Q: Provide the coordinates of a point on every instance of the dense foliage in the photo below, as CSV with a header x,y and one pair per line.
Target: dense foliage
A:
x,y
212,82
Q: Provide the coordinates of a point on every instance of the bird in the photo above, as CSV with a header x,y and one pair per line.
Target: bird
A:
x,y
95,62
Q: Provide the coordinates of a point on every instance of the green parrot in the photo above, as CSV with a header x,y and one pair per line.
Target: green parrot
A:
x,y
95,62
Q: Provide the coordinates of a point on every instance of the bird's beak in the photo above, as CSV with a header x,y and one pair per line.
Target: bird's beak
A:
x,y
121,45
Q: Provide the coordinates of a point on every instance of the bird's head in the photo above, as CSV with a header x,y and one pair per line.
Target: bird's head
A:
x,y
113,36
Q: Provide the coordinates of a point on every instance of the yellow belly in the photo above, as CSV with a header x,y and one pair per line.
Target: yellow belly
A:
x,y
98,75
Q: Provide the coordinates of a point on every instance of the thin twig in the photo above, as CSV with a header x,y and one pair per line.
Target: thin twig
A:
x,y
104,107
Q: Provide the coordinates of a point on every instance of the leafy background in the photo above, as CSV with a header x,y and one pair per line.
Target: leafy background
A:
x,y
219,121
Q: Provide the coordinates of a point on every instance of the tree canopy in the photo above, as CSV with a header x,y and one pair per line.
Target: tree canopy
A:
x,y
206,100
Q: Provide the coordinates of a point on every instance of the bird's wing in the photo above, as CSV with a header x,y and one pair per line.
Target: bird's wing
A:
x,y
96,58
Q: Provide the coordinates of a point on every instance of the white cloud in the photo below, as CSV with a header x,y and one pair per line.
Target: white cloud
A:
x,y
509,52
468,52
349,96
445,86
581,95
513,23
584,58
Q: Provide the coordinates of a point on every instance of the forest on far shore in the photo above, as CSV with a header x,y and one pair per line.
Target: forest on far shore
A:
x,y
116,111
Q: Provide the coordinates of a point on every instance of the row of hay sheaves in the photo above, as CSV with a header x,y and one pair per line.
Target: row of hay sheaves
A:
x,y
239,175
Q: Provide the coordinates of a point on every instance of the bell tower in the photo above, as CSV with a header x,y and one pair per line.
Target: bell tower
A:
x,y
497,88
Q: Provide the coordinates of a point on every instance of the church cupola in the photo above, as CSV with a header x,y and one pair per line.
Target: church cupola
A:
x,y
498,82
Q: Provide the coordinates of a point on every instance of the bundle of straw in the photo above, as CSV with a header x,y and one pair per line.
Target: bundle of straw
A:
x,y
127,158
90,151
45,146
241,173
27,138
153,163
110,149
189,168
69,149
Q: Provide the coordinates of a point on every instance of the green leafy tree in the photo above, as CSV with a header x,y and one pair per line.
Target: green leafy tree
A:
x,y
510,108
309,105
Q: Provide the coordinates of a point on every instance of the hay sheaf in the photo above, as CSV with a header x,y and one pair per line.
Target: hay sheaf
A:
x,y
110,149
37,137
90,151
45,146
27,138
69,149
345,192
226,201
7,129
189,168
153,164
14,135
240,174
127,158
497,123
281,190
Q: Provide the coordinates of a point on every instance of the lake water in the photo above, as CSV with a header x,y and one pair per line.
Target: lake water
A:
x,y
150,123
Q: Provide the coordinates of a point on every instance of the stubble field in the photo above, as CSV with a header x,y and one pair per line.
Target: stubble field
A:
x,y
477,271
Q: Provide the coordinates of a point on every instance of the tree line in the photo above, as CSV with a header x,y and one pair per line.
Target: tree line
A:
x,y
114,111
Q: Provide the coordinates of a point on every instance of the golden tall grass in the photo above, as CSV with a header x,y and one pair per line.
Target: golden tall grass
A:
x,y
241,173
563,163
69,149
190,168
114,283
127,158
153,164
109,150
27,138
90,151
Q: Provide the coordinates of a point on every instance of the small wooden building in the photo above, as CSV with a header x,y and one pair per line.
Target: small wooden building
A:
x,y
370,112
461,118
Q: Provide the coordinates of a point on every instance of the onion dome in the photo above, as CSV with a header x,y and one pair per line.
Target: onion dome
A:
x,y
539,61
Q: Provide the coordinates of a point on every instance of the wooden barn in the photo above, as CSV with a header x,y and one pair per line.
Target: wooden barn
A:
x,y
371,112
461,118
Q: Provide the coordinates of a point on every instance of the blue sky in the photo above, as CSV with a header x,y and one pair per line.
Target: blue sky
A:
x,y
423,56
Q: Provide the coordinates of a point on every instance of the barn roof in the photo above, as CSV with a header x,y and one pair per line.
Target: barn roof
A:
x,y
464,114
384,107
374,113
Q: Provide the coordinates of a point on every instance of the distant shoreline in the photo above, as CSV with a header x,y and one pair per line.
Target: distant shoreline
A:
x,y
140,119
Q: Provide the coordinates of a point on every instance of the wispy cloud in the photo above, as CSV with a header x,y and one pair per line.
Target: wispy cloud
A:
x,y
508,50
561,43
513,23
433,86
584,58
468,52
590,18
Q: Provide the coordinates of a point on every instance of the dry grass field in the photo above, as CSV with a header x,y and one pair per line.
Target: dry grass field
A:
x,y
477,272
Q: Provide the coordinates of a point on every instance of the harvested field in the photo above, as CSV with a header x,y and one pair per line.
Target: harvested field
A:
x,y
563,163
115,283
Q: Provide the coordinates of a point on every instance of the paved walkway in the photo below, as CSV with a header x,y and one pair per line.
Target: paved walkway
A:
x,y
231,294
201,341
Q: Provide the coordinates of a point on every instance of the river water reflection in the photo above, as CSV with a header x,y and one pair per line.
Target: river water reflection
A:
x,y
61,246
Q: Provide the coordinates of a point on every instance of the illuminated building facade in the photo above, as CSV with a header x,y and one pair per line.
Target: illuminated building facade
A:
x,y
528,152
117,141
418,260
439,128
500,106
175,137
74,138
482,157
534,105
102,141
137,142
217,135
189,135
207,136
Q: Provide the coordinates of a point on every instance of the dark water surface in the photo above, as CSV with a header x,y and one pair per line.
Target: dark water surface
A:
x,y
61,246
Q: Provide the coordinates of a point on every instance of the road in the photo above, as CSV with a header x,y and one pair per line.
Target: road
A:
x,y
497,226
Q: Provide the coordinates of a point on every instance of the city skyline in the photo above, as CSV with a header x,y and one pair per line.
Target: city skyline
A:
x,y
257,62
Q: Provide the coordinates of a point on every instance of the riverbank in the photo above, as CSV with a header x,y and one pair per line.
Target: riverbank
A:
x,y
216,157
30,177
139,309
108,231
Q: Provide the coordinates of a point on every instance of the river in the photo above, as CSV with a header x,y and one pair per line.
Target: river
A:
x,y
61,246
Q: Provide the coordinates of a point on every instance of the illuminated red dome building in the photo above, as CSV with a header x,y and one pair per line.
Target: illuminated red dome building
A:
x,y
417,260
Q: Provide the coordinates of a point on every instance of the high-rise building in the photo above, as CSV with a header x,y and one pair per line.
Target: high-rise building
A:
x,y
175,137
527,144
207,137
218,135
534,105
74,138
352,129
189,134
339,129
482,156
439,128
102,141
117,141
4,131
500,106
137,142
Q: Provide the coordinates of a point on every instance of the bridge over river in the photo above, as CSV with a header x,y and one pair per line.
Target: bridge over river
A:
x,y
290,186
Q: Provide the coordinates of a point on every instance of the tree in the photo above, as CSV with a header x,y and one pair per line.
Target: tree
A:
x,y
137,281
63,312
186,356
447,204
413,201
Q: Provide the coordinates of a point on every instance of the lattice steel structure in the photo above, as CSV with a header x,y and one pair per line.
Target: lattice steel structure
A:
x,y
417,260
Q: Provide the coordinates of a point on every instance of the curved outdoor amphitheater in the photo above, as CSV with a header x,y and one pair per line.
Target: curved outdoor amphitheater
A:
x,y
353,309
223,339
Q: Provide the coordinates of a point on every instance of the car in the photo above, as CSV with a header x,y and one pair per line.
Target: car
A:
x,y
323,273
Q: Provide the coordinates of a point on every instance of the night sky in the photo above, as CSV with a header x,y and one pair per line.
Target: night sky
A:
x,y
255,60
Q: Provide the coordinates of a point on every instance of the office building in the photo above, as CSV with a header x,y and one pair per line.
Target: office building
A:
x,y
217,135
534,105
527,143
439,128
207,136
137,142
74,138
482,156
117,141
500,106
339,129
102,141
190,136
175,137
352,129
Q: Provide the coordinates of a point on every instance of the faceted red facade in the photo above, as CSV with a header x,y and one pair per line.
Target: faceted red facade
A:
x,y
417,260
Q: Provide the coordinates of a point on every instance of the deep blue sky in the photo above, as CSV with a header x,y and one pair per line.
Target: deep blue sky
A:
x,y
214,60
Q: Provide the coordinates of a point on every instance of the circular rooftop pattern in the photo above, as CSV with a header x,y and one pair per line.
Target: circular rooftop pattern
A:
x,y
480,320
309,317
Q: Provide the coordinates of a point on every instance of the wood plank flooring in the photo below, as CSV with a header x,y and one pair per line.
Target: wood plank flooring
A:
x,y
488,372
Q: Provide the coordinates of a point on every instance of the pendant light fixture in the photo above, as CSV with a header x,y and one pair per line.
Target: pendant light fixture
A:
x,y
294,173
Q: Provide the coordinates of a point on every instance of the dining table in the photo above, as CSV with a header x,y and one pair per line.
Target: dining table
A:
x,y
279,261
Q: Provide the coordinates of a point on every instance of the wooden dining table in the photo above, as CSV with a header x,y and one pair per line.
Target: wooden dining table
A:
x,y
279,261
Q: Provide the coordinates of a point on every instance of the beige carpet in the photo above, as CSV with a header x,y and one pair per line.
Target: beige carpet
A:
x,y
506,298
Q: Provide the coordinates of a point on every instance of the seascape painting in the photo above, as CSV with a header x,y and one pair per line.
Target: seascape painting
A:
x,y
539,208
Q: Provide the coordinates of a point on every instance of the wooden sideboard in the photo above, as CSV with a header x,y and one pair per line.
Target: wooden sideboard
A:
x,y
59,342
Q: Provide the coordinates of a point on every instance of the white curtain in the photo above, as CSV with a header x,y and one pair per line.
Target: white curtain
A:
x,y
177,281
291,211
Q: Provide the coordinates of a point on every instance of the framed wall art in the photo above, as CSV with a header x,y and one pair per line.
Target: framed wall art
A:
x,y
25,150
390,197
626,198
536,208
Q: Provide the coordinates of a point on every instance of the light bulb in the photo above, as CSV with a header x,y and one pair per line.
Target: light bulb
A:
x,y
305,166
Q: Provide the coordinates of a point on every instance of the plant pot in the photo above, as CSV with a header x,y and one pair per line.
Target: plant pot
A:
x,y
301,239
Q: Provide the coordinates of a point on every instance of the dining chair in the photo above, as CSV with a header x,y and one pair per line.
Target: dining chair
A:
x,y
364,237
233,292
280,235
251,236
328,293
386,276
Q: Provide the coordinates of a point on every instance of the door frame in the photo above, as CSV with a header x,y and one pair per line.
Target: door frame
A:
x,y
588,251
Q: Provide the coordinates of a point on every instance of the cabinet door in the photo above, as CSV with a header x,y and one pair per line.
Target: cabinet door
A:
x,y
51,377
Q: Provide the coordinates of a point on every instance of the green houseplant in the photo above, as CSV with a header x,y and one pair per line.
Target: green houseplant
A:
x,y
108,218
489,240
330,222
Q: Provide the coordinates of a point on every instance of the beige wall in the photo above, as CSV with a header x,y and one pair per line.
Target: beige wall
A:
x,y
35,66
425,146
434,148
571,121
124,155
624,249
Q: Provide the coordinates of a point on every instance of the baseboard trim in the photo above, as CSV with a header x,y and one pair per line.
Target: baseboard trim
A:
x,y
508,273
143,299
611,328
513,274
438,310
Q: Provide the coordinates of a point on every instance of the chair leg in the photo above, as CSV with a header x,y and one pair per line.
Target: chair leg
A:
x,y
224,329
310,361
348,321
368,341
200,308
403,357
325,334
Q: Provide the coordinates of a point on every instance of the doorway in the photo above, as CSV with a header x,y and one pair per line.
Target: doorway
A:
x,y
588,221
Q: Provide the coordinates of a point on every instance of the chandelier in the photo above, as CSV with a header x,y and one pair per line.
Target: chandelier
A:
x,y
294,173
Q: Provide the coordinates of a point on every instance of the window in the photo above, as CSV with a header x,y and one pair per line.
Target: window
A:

◆ ◆ ◆

_Requirement_
Return, unchanged, each line from the line containing "of the plant" through the last line of the material.

_Response for this exercise_
Q: Provide the coordinates of a point on every instance of the plant pot in the photo above, as CSV with a header x,y and one pair per line.
Target: plant pot
A:
x,y
301,239
Q: Provide the coordinates of a point on every instance of the dining chair in the photo above, as CSV with a header x,y and one pair per line.
Target: dining chair
A:
x,y
364,237
233,292
280,235
251,236
328,293
386,276
Q: Provide the coordinates of a point on every instance of the door frame in the photo above, as CSV with a header x,y and one pair per line.
Target: door frame
A:
x,y
588,251
Q: Provide the coordinates of a point on every instance of the cabinet door in the photo above, as CSV with a header x,y and one pair per line.
Target: cabinet door
A:
x,y
51,377
Q: Provide the coordinates of a point on every instance of the green houseplant in the photo above, as CSV with a header x,y and one pair per line.
Target: green houseplant
A:
x,y
108,218
489,240
330,222
Q: Provide the coordinates of a point on every instance of the beige wall in the photo above, as CSV with a header x,y and one pair per line.
Target: beige wall
A:
x,y
35,66
425,146
434,148
571,121
124,155
624,249
Q: Provide the coordinates of a point on every instance of the baseboard trim in the photo above, as CSV with a header x,y and one pair per line.
Target: baseboard trim
A:
x,y
508,273
143,299
611,328
513,274
438,310
Q: Provide the coordinates of a point on every instance of the chair leg in the photo above, as CSV with a header x,y and one pair per line.
Target: chair leg
A:
x,y
224,329
310,361
348,321
368,341
200,308
403,357
325,334
Q: Provide the coordinates of a point on every instance of the doorway in the photo above, as CSV with a header x,y and one pair per line.
Target: doorway
A:
x,y
588,221
Q: Provide the coordinates of a point on every instance of the chandelier in the photo above, as CSV with a header x,y and one pair per line.
Target: chandelier
A:
x,y
294,173
Q: Provide the coordinates of a point on every instance of the window in the photo above, as CSV with a header x,y and one pair per line.
Target: window
A:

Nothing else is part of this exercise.